● **Problems to solve**:
- A) In the article on Irish beef exports to China, how many exhibitors did the Food Fair host?
- B) Please print the stretch of the article on Irish beef exports to China from "According to Bord" through "processors, he said.".

● **Passage provided**:
+++

Exporters see opportunity for Irish beef in China

Weak euro and Chinese fondness for alternative cuts could be crucial, as exporters visit Shanghai

Irish food exporters travelled to Shanghai earlier this month to take part in the SIAL China Food Fair, with meat industry representatives hopeful they can build on China's decision to lift restrictions on Irish beef.

With Irish milk exports to China worth €400 million, and with the beef ban lifted, the country is emerging as an important customer for Irish food producers. Ireland’s food exports to China have more than doubled to €620 million since 2011.

The value of Irish food and drink exports to China have increased in value tenfold over the past 10 years. China is Ireland’s second-biggest market for both dairy and pigmeat and the sixth largest market overall.

"The increased presence of Irish companies at SIAL proves the commitment of Bord Bia and our food exporters to respond to the new opportunities in Asia and China," said Aidan Cotter, chief executive of Bord Bia.


“In the meantime the lifting of the ban on Irish beef provide the opportunity for our beef exporters to forge similarly fruitful relationships.”

The Food Fair hosted 2,734 exhibitors from around the world and more than 55,000 buyers in 10 halls, spread over 115,000sq m.

The weakness of the euro is a great opportunity for food exports to China.

According to Bord Bia, markets outside the EU accounted for 29 per cent of Ireland’s food and drink exports in 2014, an increase of 15 per cent on the previous year, to stand at €3 billion.

“The growth in exports in 2014 was led by Asia (€850 million) with almost two-thirds of this figure accounted for by China (61 per cent) where exports increased by almost 40 per cent to reach €520 million,” said Cotter.

Chinese consumer preference is for beef cuts which are less in demand in European markets, which provides a complementary export outlet and maximises the overall returns to Irish producers and processors, he said.

There was also a large contingent of Chinese buyers atBord Bia's Marketplace International 2015 event in Dublin in March.

Trade visitors

Ahead of the event, Bord Bia reached out to more than 1,000 potential trade visitors and the organisation said it would provide marketing expertise and logistical backup to the nine participating Irish exporters and their clients.

Among the Irish firms on the Origin Green pavilion were ABP Ireland, AgraKepak International, Ashbourne Meat Processors, Dawn Meats Group, Dawn Pork & Bacon/Dawn International, Liffey Meats, Rosderra Irish Meats Group Ltd, ORNUA and Glanbia Consumer Foods Ireland.

China banned EU imports over mad cow disease, or BSE, the epidemic that spread from Britain to mainland Europe, 15 years ago, but now Ireland is the only European country allowed to export beef to China.

By 2018, per capita kilogram consumption of beef is expected to be five kilos per annum versus 40 kilos for pork. China’s middle class is increasingly fond of imported beef and demand is expected to rise to more than 750,000 tonnes by 2023, while still only accounting for approximately 3 per cent of the country’s meat consumption.

+++

Images for locating objects
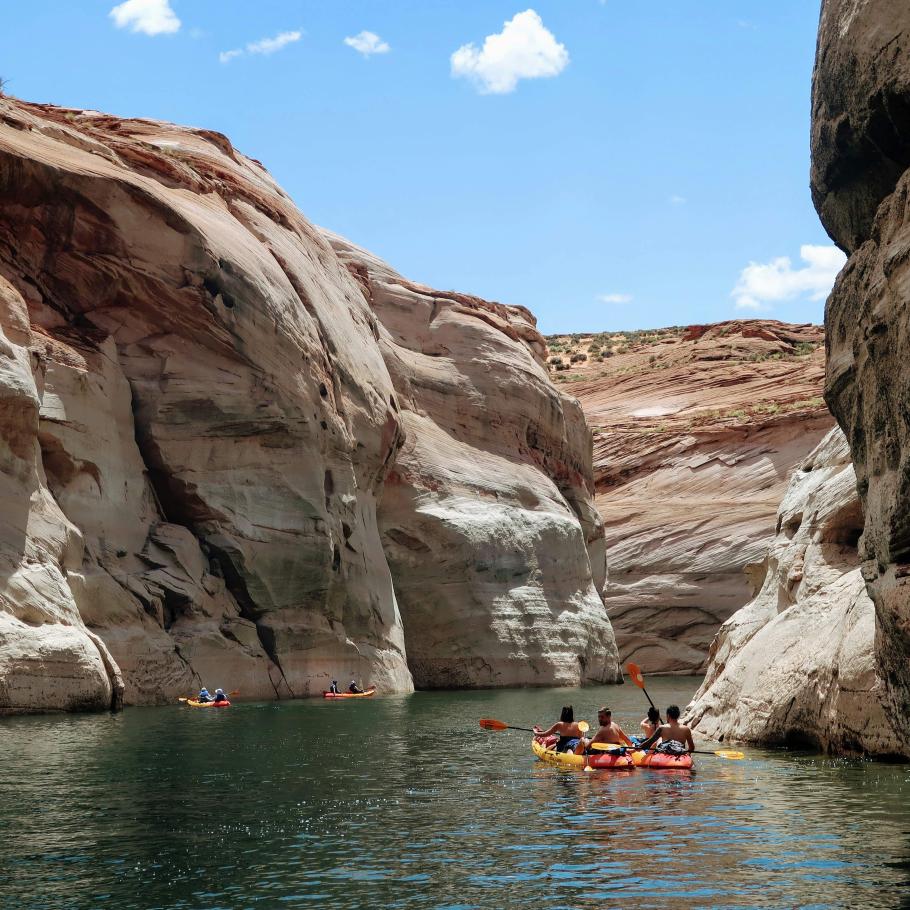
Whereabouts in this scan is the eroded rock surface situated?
[332,237,618,688]
[0,98,616,712]
[549,320,834,673]
[686,428,900,754]
[812,0,910,755]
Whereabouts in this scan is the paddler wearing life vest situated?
[641,705,695,752]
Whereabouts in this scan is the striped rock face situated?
[0,98,617,712]
[812,0,910,754]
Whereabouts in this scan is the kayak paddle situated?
[626,661,660,720]
[588,743,746,761]
[480,717,591,733]
[177,689,240,701]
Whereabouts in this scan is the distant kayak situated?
[531,739,635,771]
[322,686,376,698]
[632,751,692,771]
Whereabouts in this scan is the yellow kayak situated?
[531,739,635,771]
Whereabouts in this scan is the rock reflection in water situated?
[0,679,910,910]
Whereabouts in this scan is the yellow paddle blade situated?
[626,661,645,689]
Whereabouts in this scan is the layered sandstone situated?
[332,237,618,688]
[0,99,616,712]
[686,427,900,754]
[812,0,910,755]
[548,320,833,673]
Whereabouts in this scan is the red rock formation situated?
[331,237,617,688]
[812,0,910,755]
[0,98,616,713]
[549,320,833,673]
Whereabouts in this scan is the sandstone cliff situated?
[548,320,834,673]
[0,99,616,712]
[686,428,899,754]
[332,237,618,688]
[812,0,910,755]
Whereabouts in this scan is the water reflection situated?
[0,679,910,910]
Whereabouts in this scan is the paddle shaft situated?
[592,743,735,758]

+++

● **Answer section**:
- A) 2,734

- B)
According to Bord Bia, markets outside the EU accounted for 29 per cent of Ireland’s food and drink exports in 2014, an increase of 15 per cent on the previous year, to stand at €3 billion.

“The growth in exports in 2014 was led by Asia (€850 million) with almost two-thirds of this figure accounted for by China (61 per cent) where exports increased by almost 40 per cent to reach €520 million,” said Cotter.

Chinese consumer preference is for beef cuts which are less in demand in European markets, which provides a complementary export outlet and maximises the overall returns to Irish producers and processors, he said.